Required work =>
1. Write out the part of the Brad Everett Young obituary between "Born on 24 July" and "college news magazine.", inclusive.
2. Extend the Brad Everett Young obituary by writing what comes after its last sentence.

(Supplied passage)

Brad Everett Young, actor, celebrity photographer, and campaigner for arts education, died on Sunday after being struck by a wrong-way driver on a Los Angeles freeway. He was 46.
His death was confirmed in a statement by his publicist Paul Christensen, who said that Young was driving alone on the 134 Freeway late on a Sunday night after attending a film screening when another vehicle travelling in the opposite direction collided with his car, according to The Hollywood Reporter.
Young was pronounced dead at the scene and the other driver was taken to hospital.
“Brad was a fixture at Hollywood events, red carpets, premieres, galas, industry parties, and charity functions. He had an eye that could capture both the glitz of celebrity and the quiet humanity behind the flash,” Christensen told NBC News.
“To see him working – greeting subjects, arranging light, or simply moving through the crowd with camera in hand – was to witness someone who belonged there, not merely as a documentarian, but as part of the tapestry of those nights.”
Young began acting in the 1990s and accumulated a steady list of small television and film credits, appearing in shows like Boy Meets World, Charmed, and Grey’s Anatomy, and in films including Charlie’s Angels and Jurassic Park III.

Born on 24 July 1979 in Danville, Virginia, Young grew up the middle child in a family of three children. While at school, he served as editor-in-chief of both his high school newspaper and his college news magazine.

(End Supplied passage)
(Data excerpt)

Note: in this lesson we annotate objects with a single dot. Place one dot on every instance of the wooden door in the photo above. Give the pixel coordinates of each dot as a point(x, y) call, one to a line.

(End Data excerpt)

Answers to this exercise =>
1.
Born on 24 July 1979 in Danville, Virginia, Young grew up the middle child in a family of three children. While at school, he served as editor-in-chief of both his high school newspaper and his college news magazine.

2.
Originally, Young moved to Los Angeles with intentions of studying medicine, but fell in love with acting after booking an audition and joined the Screen Actors Guild.
“LA was just the place where I could make those decisions with all the job opportunities the town offered,” he told Hollywood Life in 2015. “In the first month here, I went out on my first audition for a TV series, booked it, joined the Screen Actors Guild, and the rest was history. I absolutely fell in love with everything in this business and the journey and strength it takes to accomplish what you want in it.”
Over the next few decades he accumulated a string of small roles in television shows such as Boy Meets World, Felicity, Charmed, Beverly Hills, 90210, Numb3rs, and appeared in the 90210 reboot. In Grey’s Anatomy (2008) he played an appendectomy patient.
His film credits included Love & Basketball (2000), Charlie’s Angels (2000), Jurassic Park III (2001), I Love You, Man (2009), The Artist (2011), and Dr Jekyll and Mr Hyde (2017).
As time went on, Young built a reputation as a celebrity photographer, shooting red-carpet events and portraits of stars including Stranger Things star David Harbour, Sarah Michelle Gellar, Seth Green, and The Summer I Turned Pretty star Gavin Casalegno.

In 2014 he founded Dream Loud Official, a grassroots initiative aimed at restoring music and arts programmes in schools across the US. “Art & Music programs in schools ultimately changed my life,” he said in an interview with Carolyn Topol Talk. “I couldn’t even imagine not having those programs growing up.”
“Brad’s passion for both the arts and the people behind them was unmatched,” Christensen said. “He lived his mission of keeping creativity alive, and his legacy will continue through Dream Loud Official.”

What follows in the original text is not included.